** Opening Page text block **

Pochettino attempted a creative solution: Mousa Dembele dropped into a deeper position alongside Victor Wanyama to create an additional exit option. After half-time, Walker and Rose had evidently been encouraged to take up far more advanced positions and, where possible, to roam in-field. It was semi-successful. While Tottenham did occupy more advanced areas and their control of the ball did occur higher up the pitch, they failed to convert that territorial advantage into meaningful opportunity.
Vincent Janssen came on to act as an orthodox pivot and Moussa Sissoko gave a short, eventful cameo in place of Dele Alli, but neither were a decisive influence. If anything, Bournemouth were the more threatening and, as Spurs' raids broke down, they counter-attacked with menace.
Since their resurgence under Pochettino, Tottenham have been praised for their ability to withstand injury and suspension. Dembele has already missed plenty of this season, Harry Kane is still recovering from injury and, yet, the team remains unbeaten and previously peripheral players have given pertinent contributions at important times. Given how last season finished, that's especially pleasing.

** Closing Page text block **

§ Prompt A
Using the match report, explain why the second-half change for Tottenham was only semi-successful.
§ Prompt B
In the match report, which player did Moussa Sissoko replace?
§ Prompt C
Rewrite the paragraph of the match report that begins "Since their resurgence under Pochettino" as a bulleted list, keeping its main facts.

** Opening Supplied material block **

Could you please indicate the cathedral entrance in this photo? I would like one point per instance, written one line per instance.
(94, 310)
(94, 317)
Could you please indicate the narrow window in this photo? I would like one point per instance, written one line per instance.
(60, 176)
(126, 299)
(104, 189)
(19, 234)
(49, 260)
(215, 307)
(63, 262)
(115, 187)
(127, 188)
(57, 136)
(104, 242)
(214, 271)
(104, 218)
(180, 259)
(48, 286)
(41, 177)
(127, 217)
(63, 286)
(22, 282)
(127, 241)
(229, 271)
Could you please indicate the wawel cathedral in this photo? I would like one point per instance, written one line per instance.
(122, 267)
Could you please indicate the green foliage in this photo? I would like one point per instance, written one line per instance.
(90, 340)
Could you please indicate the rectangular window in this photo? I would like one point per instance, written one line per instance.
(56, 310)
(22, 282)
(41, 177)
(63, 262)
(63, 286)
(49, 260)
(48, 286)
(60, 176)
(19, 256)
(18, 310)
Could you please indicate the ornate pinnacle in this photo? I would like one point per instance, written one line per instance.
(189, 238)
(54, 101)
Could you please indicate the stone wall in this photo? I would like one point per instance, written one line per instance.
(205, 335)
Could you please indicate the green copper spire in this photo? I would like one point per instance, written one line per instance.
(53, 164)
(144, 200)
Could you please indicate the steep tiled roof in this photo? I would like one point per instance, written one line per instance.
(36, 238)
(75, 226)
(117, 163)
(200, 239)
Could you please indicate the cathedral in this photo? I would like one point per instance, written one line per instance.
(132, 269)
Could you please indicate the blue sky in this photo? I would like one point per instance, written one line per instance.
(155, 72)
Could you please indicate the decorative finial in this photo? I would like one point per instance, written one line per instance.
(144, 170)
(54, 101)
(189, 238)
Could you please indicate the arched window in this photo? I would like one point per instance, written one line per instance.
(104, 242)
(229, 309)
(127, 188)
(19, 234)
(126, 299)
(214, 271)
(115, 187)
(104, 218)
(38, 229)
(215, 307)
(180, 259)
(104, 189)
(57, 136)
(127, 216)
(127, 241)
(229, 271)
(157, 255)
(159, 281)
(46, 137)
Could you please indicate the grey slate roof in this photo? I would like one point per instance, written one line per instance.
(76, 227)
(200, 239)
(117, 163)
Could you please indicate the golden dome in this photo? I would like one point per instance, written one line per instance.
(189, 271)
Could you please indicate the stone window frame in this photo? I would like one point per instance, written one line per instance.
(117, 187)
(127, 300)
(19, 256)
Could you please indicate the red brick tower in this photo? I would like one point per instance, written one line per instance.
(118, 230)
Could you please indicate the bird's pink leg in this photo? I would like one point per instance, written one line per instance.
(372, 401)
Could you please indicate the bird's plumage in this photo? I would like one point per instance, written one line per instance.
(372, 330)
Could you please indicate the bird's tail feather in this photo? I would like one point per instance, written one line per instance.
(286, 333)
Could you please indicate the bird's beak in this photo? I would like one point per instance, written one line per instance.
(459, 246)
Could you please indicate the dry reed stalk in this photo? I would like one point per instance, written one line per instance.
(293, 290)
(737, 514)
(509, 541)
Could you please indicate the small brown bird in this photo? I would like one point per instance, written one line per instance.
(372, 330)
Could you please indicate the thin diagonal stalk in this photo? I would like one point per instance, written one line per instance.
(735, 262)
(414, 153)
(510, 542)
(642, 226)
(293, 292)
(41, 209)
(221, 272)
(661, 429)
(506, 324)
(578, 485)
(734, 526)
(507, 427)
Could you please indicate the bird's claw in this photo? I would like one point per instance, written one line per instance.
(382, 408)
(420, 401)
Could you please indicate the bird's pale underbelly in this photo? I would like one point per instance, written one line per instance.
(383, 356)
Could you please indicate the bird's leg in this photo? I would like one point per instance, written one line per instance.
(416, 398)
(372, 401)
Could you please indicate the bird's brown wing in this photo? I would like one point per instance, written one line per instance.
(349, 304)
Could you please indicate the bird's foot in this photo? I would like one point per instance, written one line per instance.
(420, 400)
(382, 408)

** Closing Supplied material block **

§ Your solution A
Tottenham occupied more advanced areas and controlled the ball higher up the pitch. However, they failed to turn that territorial advantage into meaningful opportunities.

§ Your solution B
Dele Alli.

§ Your solution C
- Since their resurgence under Pochettino, Tottenham have been praised for withstanding injury and suspension.
- Dembele has already missed much of this season, and Harry Kane is still recovering from injury.
- The team remains unbeaten, and previously peripheral players have made pertinent contributions at important times.
- Given how last season finished, this is especially pleasing.